• **STATED EXERCISE**: Turn the records below, from the line that contains "In this exercise you will spot each instance of the striped" through the end of the records, into a Markdown table with the columns Number and Line. Give each line its own row with its running number, and leave out blank lines.

• **RECORDS**:
## START

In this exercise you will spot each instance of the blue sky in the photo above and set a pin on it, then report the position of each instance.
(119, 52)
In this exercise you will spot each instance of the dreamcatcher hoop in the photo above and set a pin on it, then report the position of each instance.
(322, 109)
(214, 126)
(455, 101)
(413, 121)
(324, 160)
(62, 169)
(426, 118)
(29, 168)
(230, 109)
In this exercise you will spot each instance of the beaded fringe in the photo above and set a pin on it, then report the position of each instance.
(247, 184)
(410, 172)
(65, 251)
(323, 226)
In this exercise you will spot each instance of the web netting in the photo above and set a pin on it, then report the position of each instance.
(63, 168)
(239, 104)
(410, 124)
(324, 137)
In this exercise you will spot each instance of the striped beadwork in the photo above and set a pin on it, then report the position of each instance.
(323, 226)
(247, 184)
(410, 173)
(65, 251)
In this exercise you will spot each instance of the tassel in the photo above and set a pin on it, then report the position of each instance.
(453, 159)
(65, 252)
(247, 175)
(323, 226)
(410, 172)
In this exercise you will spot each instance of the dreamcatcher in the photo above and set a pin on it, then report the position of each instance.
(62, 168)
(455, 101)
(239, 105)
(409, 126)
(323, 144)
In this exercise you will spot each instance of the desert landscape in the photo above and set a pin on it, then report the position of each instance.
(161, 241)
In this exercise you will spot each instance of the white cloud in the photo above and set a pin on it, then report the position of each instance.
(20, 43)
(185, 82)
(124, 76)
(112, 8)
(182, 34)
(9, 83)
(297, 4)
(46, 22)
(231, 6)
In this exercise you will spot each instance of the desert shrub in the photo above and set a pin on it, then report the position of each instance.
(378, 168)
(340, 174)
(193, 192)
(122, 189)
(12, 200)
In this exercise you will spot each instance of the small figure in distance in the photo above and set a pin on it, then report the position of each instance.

## END

• **COMPLETED EXERCISE**:
| Number | Line |
|---|---|
| 1 | In this exercise you will spot each instance of the striped beadwork in the photo above and set a pin on it, then report the position of each instance. |
| 2 | (323, 226) |
| 3 | (247, 184) |
| 4 | (410, 173) |
| 5 | (65, 251) |
| 6 | In this exercise you will spot each instance of the tassel in the photo above and set a pin on it, then report the position of each instance. |
| 7 | (453, 159) |
| 8 | (65, 252) |
| 9 | (247, 175) |
| 10 | (323, 226) |
| 11 | (410, 172) |
| 12 | In this exercise you will spot each instance of the dreamcatcher in the photo above and set a pin on it, then report the position of each instance. |
| 13 | (62, 168) |
| 14 | (455, 101) |
| 15 | (239, 105) |
| 16 | (409, 126) |
| 17 | (323, 144) |
| 18 | In this exercise you will spot each instance of the desert landscape in the photo above and set a pin on it, then report the position of each instance. |
| 19 | (161, 241) |
| 20 | In this exercise you will spot each instance of the white cloud in the photo above and set a pin on it, then report the position of each instance. |
| 21 | (20, 43) |
| 22 | (185, 82) |
| 23 | (124, 76) |
| 24 | (112, 8) |
| 25 | (182, 34) |
| 26 | (9, 83) |
| 27 | (297, 4) |
| 28 | (46, 22) |
| 29 | (231, 6) |
| 30 | In this exercise you will spot each instance of the desert shrub in the photo above and set a pin on it, then report the position of each instance. |
| 31 | (378, 168) |
| 32 | (340, 174) |
| 33 | (193, 192) |
| 34 | (122, 189) |
| 35 | (12, 200) |
| 36 | In this exercise you will spot each instance of the small figure in distance in the photo above and set a pin on it, then report the position of each instance. |